Would you repeat the entries below exactly and omit the pictures?
/---
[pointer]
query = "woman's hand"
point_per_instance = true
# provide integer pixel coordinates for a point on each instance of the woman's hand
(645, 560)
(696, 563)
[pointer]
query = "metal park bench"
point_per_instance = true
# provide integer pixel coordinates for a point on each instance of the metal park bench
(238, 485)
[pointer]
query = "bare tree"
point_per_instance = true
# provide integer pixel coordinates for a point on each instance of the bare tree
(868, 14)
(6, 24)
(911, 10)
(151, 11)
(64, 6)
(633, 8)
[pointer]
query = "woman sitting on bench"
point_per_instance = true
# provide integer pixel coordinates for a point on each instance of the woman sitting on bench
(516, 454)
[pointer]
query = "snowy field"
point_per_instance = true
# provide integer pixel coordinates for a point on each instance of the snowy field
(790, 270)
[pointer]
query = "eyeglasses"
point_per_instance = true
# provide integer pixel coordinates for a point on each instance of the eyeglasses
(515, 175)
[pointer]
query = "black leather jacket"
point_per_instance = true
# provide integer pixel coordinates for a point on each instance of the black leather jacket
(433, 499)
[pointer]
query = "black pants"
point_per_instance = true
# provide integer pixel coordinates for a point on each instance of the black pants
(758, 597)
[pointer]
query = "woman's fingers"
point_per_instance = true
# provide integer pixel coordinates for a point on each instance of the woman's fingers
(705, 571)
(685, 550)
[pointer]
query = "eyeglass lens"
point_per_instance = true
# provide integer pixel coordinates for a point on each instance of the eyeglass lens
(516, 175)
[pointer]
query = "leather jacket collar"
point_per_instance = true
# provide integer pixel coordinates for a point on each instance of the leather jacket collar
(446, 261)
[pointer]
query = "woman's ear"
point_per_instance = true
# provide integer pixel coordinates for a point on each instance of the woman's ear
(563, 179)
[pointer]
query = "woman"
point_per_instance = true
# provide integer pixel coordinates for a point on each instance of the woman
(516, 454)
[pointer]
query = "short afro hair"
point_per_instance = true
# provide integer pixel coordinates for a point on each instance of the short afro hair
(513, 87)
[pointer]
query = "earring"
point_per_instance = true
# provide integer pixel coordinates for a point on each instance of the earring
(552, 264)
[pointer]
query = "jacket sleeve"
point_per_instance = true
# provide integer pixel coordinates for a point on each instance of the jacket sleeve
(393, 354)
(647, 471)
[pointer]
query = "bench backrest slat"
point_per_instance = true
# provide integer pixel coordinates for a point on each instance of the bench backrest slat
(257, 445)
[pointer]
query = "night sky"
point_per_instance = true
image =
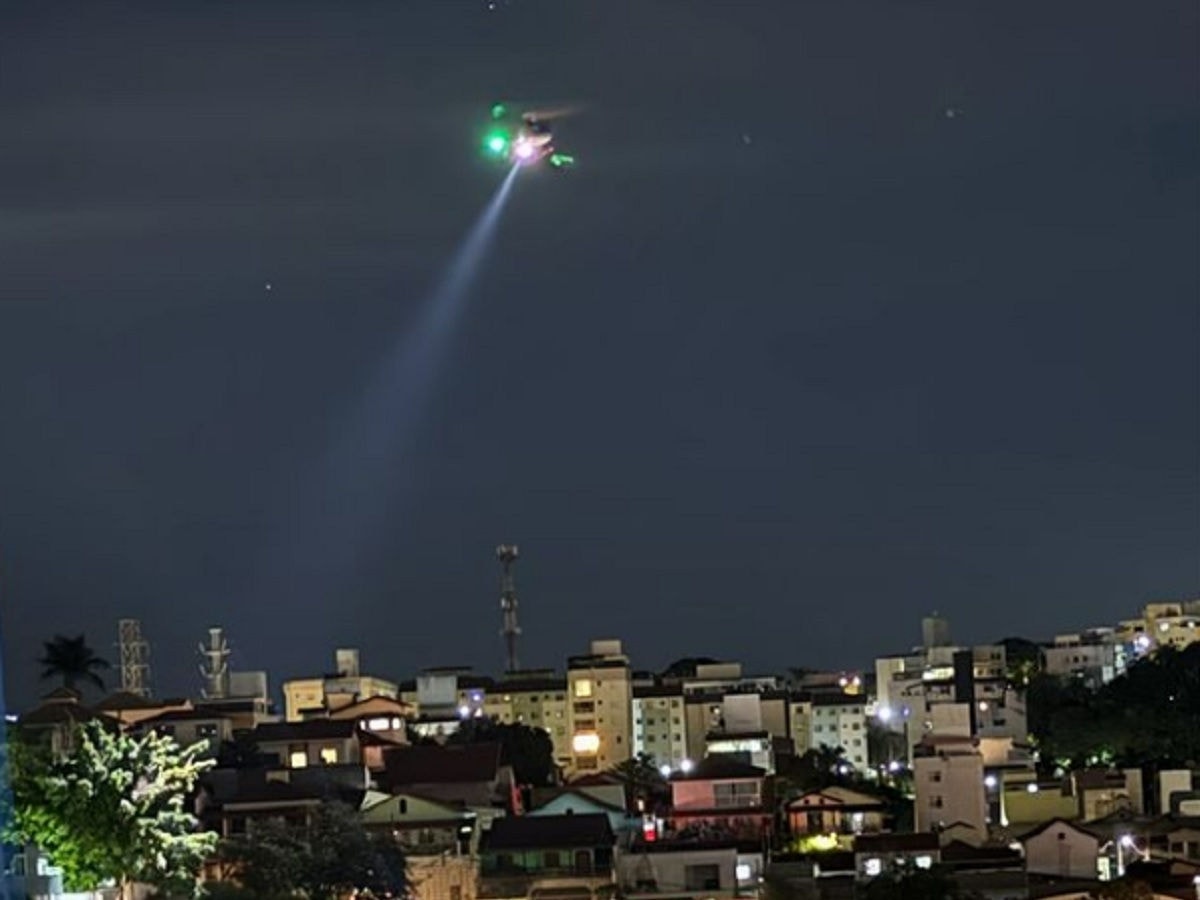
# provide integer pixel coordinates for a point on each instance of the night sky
(852, 310)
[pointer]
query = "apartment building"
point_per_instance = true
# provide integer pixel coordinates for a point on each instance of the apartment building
(600, 708)
(660, 727)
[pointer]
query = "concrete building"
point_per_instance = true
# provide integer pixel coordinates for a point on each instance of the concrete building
(672, 869)
(1062, 850)
(840, 721)
(537, 697)
(660, 729)
(316, 697)
(949, 785)
(600, 713)
(1087, 655)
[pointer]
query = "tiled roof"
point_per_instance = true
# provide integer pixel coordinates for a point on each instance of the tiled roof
(549, 832)
(714, 768)
(895, 843)
(309, 730)
(431, 765)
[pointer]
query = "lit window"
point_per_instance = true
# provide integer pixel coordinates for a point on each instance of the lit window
(586, 743)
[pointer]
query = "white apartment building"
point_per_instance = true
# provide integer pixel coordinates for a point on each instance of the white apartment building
(660, 725)
(840, 721)
(948, 780)
(600, 708)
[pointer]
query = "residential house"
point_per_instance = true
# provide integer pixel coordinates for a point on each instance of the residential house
(600, 712)
(57, 718)
(719, 798)
(187, 727)
(319, 742)
(879, 853)
(835, 810)
(547, 857)
(682, 870)
(131, 708)
(949, 785)
(420, 825)
(467, 774)
(383, 717)
(573, 802)
(1063, 850)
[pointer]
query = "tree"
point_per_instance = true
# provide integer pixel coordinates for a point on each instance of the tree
(1145, 718)
(73, 661)
(1024, 659)
(642, 780)
(528, 750)
(330, 856)
(113, 809)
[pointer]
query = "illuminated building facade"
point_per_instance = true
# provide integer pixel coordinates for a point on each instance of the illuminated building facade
(599, 708)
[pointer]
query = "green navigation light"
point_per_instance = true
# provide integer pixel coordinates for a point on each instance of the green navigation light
(496, 143)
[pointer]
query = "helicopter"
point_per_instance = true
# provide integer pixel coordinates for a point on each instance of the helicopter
(527, 139)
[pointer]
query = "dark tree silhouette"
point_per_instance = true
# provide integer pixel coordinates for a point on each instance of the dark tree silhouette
(528, 750)
(73, 661)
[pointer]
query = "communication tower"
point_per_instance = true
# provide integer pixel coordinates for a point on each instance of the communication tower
(215, 667)
(135, 654)
(508, 555)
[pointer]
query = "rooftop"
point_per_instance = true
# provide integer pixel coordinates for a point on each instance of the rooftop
(547, 832)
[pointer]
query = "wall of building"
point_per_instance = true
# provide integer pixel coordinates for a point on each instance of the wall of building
(949, 789)
(599, 709)
(443, 877)
(1063, 852)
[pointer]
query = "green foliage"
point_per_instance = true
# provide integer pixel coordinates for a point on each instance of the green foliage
(330, 856)
(72, 660)
(115, 808)
(528, 750)
(1144, 718)
(1024, 659)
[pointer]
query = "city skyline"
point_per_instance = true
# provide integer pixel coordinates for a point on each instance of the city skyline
(829, 327)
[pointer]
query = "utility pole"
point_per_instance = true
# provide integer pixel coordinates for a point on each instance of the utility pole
(508, 555)
(135, 658)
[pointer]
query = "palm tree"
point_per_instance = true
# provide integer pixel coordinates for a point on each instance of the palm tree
(72, 660)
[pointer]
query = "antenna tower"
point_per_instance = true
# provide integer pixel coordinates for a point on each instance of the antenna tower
(215, 667)
(508, 555)
(135, 652)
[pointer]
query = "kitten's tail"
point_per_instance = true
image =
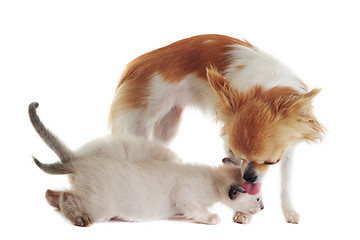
\---
Problem solution |
[pointer]
query = "woman's hand"
point_per_instance = true
# provide integer pixel coordinates for a point on each instance of the woman's hand
(645, 560)
(696, 563)
[pointer]
query = "metal park bench"
point_per_instance = true
# provide integer pixel coordinates for a point on each instance of the metal park bench
(238, 485)
[pointer]
query = "bare tree"
point_per_instance = true
# provide integer pixel coordinates for a point on each instance of the bare tree
(868, 14)
(6, 24)
(911, 10)
(151, 11)
(64, 6)
(633, 8)
[pointer]
query = "woman sitting on bench"
point_per_instance = true
# provide integer pixel coordinates for a point on each instance of the woman sitting on bench
(516, 454)
[pointer]
query = "snowy field"
point_per_instance = true
# provide integer pixel coordinates for a point on each instance of the snowy field
(790, 270)
[pointer]
query = "eyeglasses"
point_per_instance = true
# provide integer pixel coordinates for a point on each instance of the eyeglasses
(515, 175)
[pointer]
query = "black leather jacket"
point_per_instance = true
# provide integer pixel coordinates for a point on each instance of the black leather jacket
(433, 499)
[pointer]
query = "black pants"
point_per_instance = true
# provide integer pixel coordinates for a point on each instance of the black pants
(758, 597)
[pointer]
query = "woman's fingers"
point_per_instance = true
# provide integer pixel coordinates for a point on each instance of the woman's fingers
(705, 571)
(685, 550)
[pointer]
query = "eyeglass lens"
point_per_instance = true
# provide integer pixel coordinates for a point on each instance of the eyeglass lens
(516, 175)
[pointer]
query = "leather jacket collar"
point_per_instance = true
# provide integer pixel coordinates for a point on each instance of the leather jacket collar
(446, 261)
[pointer]
query = "woman's ear"
point_per_instance = true
# provide integer pixel coordinates for a point on each instance of the woman's ear
(563, 179)
[pointer]
query = "woman"
point_per_instance = true
# provide integer pixel coordinates for a point on each instance of the woman
(516, 454)
[pointer]
query = "short afro hair"
point_per_instance = true
# provide integer pixel coordinates for a point on each instance of the short afro hair
(513, 87)
[pointer]
query = "earring"
point_per_instance = true
# provide integer pixel coordinates for a point on each instance of the earring
(552, 264)
[pointer]
query = "jacket sleeve"
point_per_instance = true
# provide integer pixel coordinates for a point on each instance of the jacket sleeve
(393, 354)
(647, 471)
[pointer]
query = "bench backrest slat"
point_per_instance = true
# provide integer pixel coordinates for a point on each instance of the bench backrest slat
(257, 445)
[pointer]
query = "night sky"
point_per_instance = true
image =
# provide integer pixel coordinates for a point on each instance of the night sky
(852, 310)
[pointer]
query = "apartment building"
point_per_instance = true
# provide integer pixel coordinates for a point on each instance of the apartment building
(600, 708)
(660, 727)
[pointer]
query = "concrete building"
point_per_instance = true
# provide integer pixel coordinates for a point on each instance of the concrete building
(672, 869)
(1062, 850)
(840, 721)
(537, 697)
(660, 729)
(316, 697)
(949, 785)
(600, 713)
(1087, 655)
[pointer]
query = "tiled roof"
point_per_instance = true
# provide integer pixel coordinates for a point on each instance of the tiled roof
(549, 832)
(714, 768)
(895, 843)
(309, 730)
(431, 765)
[pointer]
query = "lit window"
point_per_instance = true
# provide integer pixel coordinates for a point on each instance of the lit window
(586, 743)
[pointer]
query = "white apartment building"
point_per_instance = true
# provide integer pixel coordinates for a point on each instance of the white apartment building
(660, 725)
(840, 721)
(948, 780)
(600, 708)
[pointer]
query = "residential house"
point_per_instance = true
# provide integer pixel coordinates for a point on each instance of the residential house
(600, 712)
(57, 718)
(719, 798)
(187, 727)
(319, 742)
(879, 853)
(835, 810)
(547, 857)
(682, 870)
(131, 708)
(949, 785)
(420, 825)
(467, 774)
(383, 717)
(573, 802)
(1063, 850)
[pointer]
query = "tree"
point_per_instance = true
# provide integer pixel coordinates for a point on each instance of the tree
(1145, 718)
(73, 661)
(1024, 659)
(642, 780)
(528, 750)
(330, 856)
(113, 809)
[pointer]
query = "illuminated building facade"
point_per_instance = true
# provide integer pixel coordinates for a point on each instance of the illuminated building facade
(599, 708)
[pointer]
query = "green navigation light"
point_per_instance = true
# provide integer pixel coordinates for a point on each instance of the green navigation light
(496, 143)
[pointer]
query = "helicopter"
point_per_instance = true
# provide integer pixel coordinates for a point on each instance of the helicopter
(527, 139)
[pointer]
query = "dark tree silhouette"
point_per_instance = true
# provide integer pixel coordinates for a point on each instance of the dark tree silhouette
(528, 750)
(73, 661)
[pointer]
query = "communication tower"
point_per_instance = true
# provide integer pixel coordinates for a point on each instance of the communication tower
(215, 667)
(135, 654)
(508, 555)
[pointer]
query = "rooftop"
point_per_instance = true
# provide integer pixel coordinates for a point on each instance of the rooftop
(547, 832)
[pointer]
query = "wall of building"
point_per_instance = true
# provide integer pixel coordinates for a point on each instance of the wall of building
(949, 789)
(599, 709)
(443, 877)
(1063, 852)
[pointer]
query = "green foliage"
point_per_instance = true
# provide integer pixel coordinates for a point on each instance of the green foliage
(330, 856)
(72, 660)
(115, 808)
(528, 750)
(1144, 718)
(1024, 659)
[pointer]
query = "city skyline"
point_per_instance = true
# provide integer pixel coordinates for a point on each instance of the city skyline
(829, 327)
[pointer]
query = "utility pole"
point_per_instance = true
# provide integer pixel coordinates for a point on each instance of the utility pole
(508, 555)
(135, 658)
[pointer]
query = "palm tree"
point_per_instance = true
# provide integer pixel coordinates for a point on each instance of the palm tree
(72, 660)
[pointer]
query = "antenna tower"
point_per_instance = true
# provide integer pixel coordinates for a point on each instance of the antenna tower
(215, 667)
(508, 555)
(135, 652)
[pointer]
query = "kitten's tail"
point_per_instance = true
image =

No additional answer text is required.